→ **Vorliegender Text**:
※

Dies bedeutet zugleich, dass die Kündigungsschutzklage des Klägers schon deshalb der Abweisung unterlag, da zwischen den damaligen Parteien des Rechtsstreits (Kläger und I1xxxx AG als seinerzeitige Beklagte zu 1.) ein Arbeitsverhältnis eben nicht bestanden hat.

III.

Die Berufung hatte Erfolg, soweit der Kläger die Feststellung begehrt hat, dass zwischen ihm und der Beklagten ein Arbeitsverhältnis zu den aus dem im Tenor ersichtlichen Bedingungen besteht.

Insoweit wird vollinhaltlich auf die Ausführungen zur Frage des Arbeitsverhältnisses zwischen dem Kläger und der I1xxxx AG zu II. dieses Urteils Bezug genommen.

Ergänzend weist die Kammer darauf hin, dass es dem Kläger nicht verwehrt ist, sich auf die Vorschrift des § 613 a Abs. 6 BGB zu berufen. Zwar ist anerkannt, dass Rechte nur so ausgeübt werden können, wie es Treu und Glauben (vgl. § 242 BGB) entspricht.

Keinesfalls handelt der Kläger indessen treuwidrig, wenn er sich auf den Widerspruch gegen den Betriebsübergang im Jahre 2000/2001 beruft, da die Beklagte es bei Aufnahme der Tätigkeit des Klägers im Jahre 2004 selbst versäumt hat, sich an die nunmehr in Kraft getretene Vorschrift des § 613 a Abs. 5 BGB, nämlich die Unterrichtung über den Betriebsübergang in Textform, zu halten. Auch die Klage gegenüber der I1xxxx AG vor dem Arbeitsgericht Hamm zum Aktenzeichen 3 Ca 2171/04 rechtfertigt hier keine andere Bewertung, da auch der Kläger in diesem Verfahren ausschließlich darauf hingewiesen hat, bei der beklagten Firma M2x K1xxxxxxxxx beschäftigt zu sein.

Soweit in der Rechtsprechung des öfteren Fälle von Verwirkung im Zusammenhang mit der Geltendmachung eines Betriebsüberganges auf der Grundlage der Bestimmung des § 242 BGB entschieden wurden (vgl. nur LAG Schleswig-Holstein, Urteil vom 30.10.2002, 5 Sa 206c/02 m.w.Nachw.), lag dort jeweils die alte Fassung des § 613 a BGB zugrunde. Schon deshalb verbietet sich nach der gesetzlichen Neuregelung unter Berücksichtigung der Entscheidung des BAG vom 13.07.2006 aaO ein Rückgriff hierauf.

IV.

Die Berufung hatte auch insoweit Erfolg, als dass die Beklagte zu weiteren Beschäftigung des Klägers zu verurteilen war.

※

→ **Rohdaten**:
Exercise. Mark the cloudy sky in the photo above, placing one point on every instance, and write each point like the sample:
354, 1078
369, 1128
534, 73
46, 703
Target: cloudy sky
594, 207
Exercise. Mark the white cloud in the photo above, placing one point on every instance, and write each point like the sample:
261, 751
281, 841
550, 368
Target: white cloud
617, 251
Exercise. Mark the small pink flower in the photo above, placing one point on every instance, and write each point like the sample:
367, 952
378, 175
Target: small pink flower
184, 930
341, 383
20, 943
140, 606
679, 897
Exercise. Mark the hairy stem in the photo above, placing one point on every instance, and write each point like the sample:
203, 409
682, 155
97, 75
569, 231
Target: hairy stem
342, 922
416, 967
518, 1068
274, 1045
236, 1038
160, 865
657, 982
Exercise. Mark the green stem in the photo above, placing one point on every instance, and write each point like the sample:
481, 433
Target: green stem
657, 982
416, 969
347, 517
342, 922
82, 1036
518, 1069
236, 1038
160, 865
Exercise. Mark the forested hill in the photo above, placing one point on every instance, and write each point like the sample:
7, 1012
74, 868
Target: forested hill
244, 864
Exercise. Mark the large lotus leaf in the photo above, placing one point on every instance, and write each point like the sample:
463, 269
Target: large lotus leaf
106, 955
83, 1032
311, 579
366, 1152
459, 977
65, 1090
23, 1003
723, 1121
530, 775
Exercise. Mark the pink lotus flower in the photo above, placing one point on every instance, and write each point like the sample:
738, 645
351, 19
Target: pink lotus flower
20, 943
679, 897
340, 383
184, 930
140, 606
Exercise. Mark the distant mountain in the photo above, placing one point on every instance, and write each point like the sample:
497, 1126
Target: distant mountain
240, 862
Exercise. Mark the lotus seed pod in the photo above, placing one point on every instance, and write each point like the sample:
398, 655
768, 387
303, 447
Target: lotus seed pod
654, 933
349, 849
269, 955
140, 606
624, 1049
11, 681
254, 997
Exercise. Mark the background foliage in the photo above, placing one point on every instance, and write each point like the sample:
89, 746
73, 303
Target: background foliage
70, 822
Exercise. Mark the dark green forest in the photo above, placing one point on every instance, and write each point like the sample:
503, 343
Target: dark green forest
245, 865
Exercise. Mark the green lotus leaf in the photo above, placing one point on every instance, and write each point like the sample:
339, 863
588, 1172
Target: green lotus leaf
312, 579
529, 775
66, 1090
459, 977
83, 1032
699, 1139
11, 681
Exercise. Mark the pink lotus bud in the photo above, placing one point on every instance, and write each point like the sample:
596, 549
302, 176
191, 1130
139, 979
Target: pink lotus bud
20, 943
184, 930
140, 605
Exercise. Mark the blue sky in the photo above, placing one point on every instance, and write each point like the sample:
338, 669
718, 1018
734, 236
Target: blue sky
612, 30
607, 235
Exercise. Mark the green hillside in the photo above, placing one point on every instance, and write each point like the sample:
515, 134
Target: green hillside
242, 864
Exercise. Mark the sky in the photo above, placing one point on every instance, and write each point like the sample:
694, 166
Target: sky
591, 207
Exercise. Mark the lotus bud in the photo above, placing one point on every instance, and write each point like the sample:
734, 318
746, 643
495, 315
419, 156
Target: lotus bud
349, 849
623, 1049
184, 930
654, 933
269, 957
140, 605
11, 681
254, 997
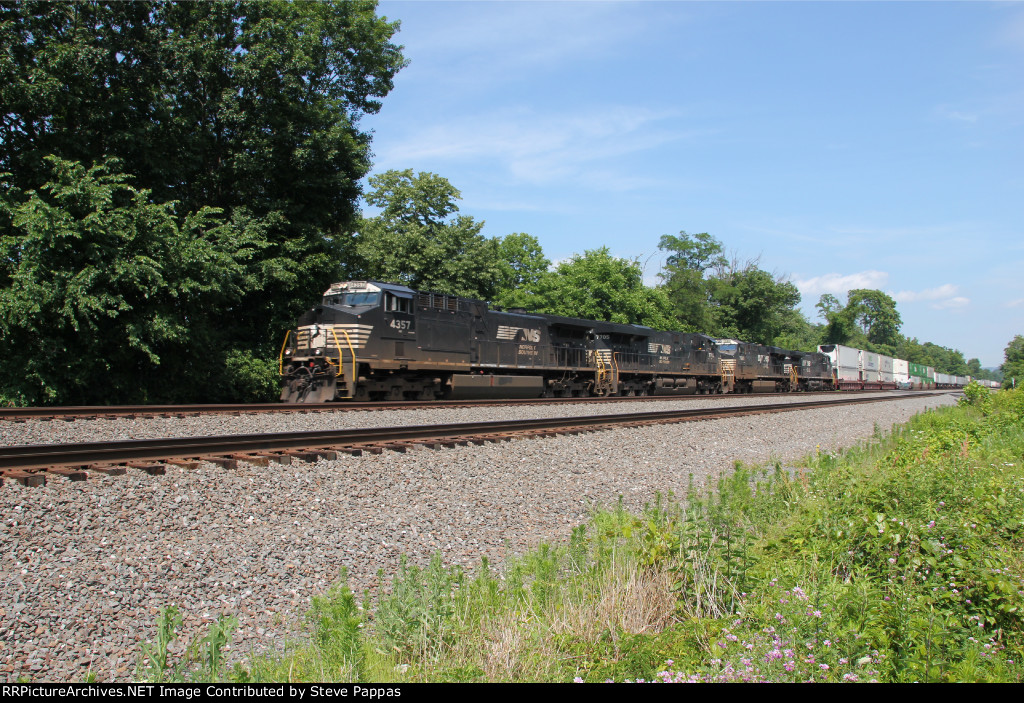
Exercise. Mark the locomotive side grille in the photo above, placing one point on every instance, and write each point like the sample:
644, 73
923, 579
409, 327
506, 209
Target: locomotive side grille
316, 336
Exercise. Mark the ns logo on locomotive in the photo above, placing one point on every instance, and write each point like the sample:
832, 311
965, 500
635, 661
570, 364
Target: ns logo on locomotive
377, 341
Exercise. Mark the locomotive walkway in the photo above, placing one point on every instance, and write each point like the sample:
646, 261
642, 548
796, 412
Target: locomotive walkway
73, 412
32, 465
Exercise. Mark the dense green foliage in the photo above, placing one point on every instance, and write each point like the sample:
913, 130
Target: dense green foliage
107, 292
896, 561
599, 286
178, 181
1013, 367
420, 239
235, 127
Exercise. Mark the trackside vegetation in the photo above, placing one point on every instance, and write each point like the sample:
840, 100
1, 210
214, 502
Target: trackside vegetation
899, 560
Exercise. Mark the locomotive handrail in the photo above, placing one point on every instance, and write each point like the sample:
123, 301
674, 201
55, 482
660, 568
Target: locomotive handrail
281, 356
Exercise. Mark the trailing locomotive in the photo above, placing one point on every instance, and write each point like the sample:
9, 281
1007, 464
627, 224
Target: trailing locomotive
377, 341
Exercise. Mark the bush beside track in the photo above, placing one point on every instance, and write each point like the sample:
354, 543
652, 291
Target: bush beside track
897, 561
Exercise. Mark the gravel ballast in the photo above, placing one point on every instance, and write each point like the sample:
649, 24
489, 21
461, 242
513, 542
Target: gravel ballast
87, 566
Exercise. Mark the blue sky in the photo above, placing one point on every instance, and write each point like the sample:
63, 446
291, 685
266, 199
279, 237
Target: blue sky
846, 144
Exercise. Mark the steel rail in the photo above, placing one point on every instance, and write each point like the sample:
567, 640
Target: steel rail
40, 455
87, 411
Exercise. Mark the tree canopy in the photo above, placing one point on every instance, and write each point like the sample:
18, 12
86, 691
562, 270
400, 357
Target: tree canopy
230, 120
1013, 367
601, 287
420, 239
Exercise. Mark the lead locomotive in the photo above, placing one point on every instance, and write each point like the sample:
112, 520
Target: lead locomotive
376, 341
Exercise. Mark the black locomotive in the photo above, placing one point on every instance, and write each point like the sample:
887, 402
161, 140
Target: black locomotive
376, 341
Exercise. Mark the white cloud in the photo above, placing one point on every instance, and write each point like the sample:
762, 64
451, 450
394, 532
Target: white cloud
839, 284
952, 304
585, 146
945, 291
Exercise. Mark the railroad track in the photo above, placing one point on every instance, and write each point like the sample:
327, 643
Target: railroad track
73, 412
32, 465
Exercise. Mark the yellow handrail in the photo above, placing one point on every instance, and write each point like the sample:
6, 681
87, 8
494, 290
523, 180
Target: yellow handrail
281, 356
351, 350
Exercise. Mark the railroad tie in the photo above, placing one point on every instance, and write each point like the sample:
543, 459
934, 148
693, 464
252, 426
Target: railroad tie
150, 468
222, 462
68, 473
108, 470
26, 478
186, 464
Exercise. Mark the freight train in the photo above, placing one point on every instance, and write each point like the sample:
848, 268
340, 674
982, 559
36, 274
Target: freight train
378, 341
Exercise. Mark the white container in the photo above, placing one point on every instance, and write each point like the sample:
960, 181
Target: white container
870, 362
842, 356
901, 370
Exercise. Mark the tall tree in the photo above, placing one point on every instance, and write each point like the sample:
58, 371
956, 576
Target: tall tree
690, 257
876, 313
107, 292
753, 305
420, 239
252, 108
1013, 366
598, 286
523, 270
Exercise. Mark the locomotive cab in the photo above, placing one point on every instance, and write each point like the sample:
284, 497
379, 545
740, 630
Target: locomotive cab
334, 340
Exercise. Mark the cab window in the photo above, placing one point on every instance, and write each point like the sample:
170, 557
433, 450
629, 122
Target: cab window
395, 304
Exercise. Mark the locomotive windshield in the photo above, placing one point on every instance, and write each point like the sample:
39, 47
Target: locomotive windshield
352, 299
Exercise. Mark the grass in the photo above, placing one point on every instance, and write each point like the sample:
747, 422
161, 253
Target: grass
899, 560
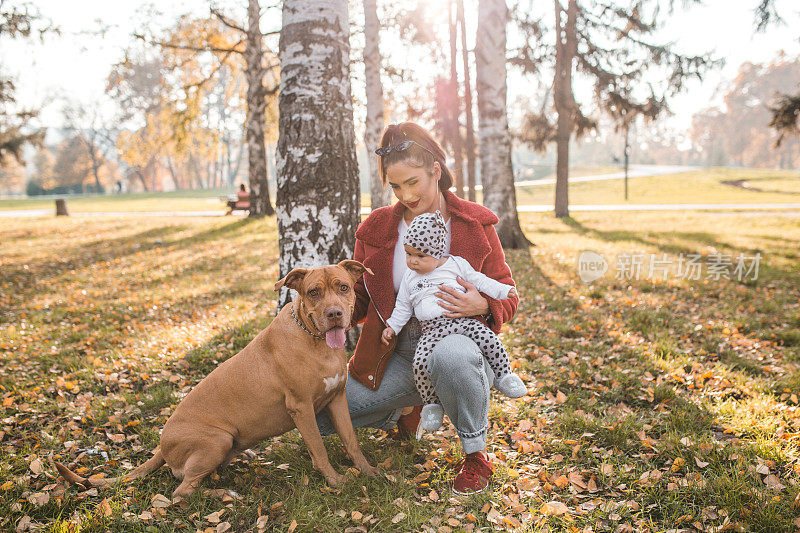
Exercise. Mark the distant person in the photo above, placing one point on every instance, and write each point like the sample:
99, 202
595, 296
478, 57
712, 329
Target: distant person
242, 200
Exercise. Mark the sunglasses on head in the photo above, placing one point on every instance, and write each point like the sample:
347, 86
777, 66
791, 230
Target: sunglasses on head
400, 147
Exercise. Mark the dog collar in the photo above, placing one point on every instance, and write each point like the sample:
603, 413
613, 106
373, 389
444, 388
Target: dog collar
301, 325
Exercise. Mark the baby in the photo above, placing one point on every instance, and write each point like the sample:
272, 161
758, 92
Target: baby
428, 268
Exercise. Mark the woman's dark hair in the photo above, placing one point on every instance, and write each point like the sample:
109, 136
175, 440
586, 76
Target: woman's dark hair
423, 153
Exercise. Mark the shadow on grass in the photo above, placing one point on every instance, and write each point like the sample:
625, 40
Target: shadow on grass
25, 277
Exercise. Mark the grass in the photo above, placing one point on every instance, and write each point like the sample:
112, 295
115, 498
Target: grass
653, 404
700, 186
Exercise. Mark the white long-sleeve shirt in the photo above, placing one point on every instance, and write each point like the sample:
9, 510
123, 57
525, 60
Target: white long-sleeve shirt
417, 294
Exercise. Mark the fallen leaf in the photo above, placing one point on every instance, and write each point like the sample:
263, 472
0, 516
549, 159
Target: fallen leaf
24, 524
261, 523
104, 507
554, 508
159, 501
36, 466
561, 481
39, 498
773, 482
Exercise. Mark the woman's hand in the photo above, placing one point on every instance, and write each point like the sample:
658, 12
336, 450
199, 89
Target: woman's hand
387, 335
459, 304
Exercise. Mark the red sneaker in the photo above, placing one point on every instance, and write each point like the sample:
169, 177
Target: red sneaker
475, 475
407, 425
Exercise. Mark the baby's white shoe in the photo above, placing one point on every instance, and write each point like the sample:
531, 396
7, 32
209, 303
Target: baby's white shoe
431, 417
511, 386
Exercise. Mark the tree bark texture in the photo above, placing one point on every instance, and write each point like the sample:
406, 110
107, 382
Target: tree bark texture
455, 103
494, 137
260, 203
379, 193
318, 187
566, 48
469, 146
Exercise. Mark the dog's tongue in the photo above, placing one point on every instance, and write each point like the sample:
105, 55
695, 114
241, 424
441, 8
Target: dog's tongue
335, 338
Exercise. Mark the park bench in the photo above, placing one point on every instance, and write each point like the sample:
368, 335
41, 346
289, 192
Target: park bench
234, 204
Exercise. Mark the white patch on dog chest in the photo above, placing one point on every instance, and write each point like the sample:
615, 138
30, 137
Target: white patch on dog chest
332, 383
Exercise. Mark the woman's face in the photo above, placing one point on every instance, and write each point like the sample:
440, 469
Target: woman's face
416, 188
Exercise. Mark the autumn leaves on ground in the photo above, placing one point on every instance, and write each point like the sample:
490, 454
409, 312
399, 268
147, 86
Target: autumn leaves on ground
653, 404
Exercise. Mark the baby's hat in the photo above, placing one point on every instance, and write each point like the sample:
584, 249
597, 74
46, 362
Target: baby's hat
428, 234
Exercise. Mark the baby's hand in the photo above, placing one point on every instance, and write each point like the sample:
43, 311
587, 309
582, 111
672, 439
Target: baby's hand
387, 335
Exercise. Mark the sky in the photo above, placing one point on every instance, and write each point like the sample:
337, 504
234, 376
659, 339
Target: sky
75, 65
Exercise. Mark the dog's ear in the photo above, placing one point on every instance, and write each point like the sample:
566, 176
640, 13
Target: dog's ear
293, 279
355, 268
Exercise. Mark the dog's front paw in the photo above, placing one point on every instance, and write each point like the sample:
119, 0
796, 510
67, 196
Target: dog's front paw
334, 479
368, 469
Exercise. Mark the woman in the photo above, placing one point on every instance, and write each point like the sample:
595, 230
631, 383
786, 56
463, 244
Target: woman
382, 382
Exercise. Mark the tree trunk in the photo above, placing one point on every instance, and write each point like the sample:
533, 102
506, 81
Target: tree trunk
455, 103
379, 194
566, 48
318, 190
497, 176
469, 148
260, 203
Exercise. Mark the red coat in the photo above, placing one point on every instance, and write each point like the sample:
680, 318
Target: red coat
473, 238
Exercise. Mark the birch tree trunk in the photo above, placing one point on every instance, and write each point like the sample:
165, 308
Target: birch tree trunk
379, 194
566, 48
469, 147
260, 203
497, 175
318, 189
455, 104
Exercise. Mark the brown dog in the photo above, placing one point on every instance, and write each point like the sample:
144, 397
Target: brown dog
292, 370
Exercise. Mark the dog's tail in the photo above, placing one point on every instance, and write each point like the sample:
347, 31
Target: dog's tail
150, 465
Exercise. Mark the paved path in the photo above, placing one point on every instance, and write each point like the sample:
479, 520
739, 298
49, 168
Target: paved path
541, 208
663, 207
634, 171
28, 213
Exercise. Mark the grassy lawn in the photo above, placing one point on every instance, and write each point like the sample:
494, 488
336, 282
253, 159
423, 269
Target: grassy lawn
200, 200
701, 186
653, 404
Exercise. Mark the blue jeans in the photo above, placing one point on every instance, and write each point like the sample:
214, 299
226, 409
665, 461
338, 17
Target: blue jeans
459, 373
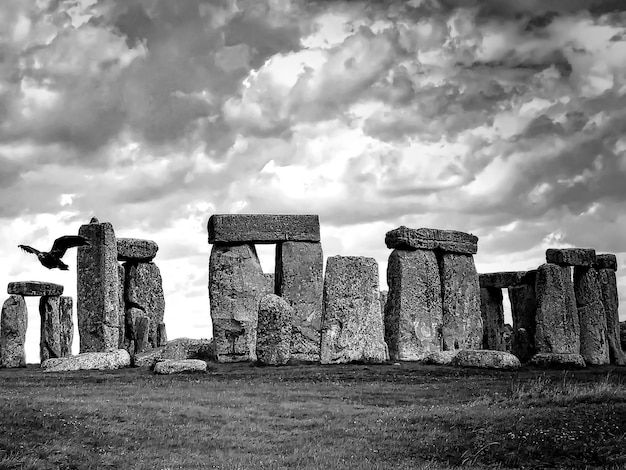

※

→ **Arbeitsauftrag A**: Übertrage den folgenden Satz aus dem Urteilsauszug ins Englische: „Zwar ist anerkannt, dass Rechte nur so ausgeübt werden können, wie es Treu und Glauben (vgl. § 242 BGB) entspricht.“
→ **Arbeitsauftrag B**: Nenne alle Gerichte, die im Urteilsauszug namentlich erwähnt werden.

→ **Antwort A**: It is admittedly recognized that rights may only be exercised in accordance with good faith (cf. Section 242 BGB).

→ **Antwort B**:
- Arbeitsgericht Hamm
- LAG Schleswig-Holstein
- BAG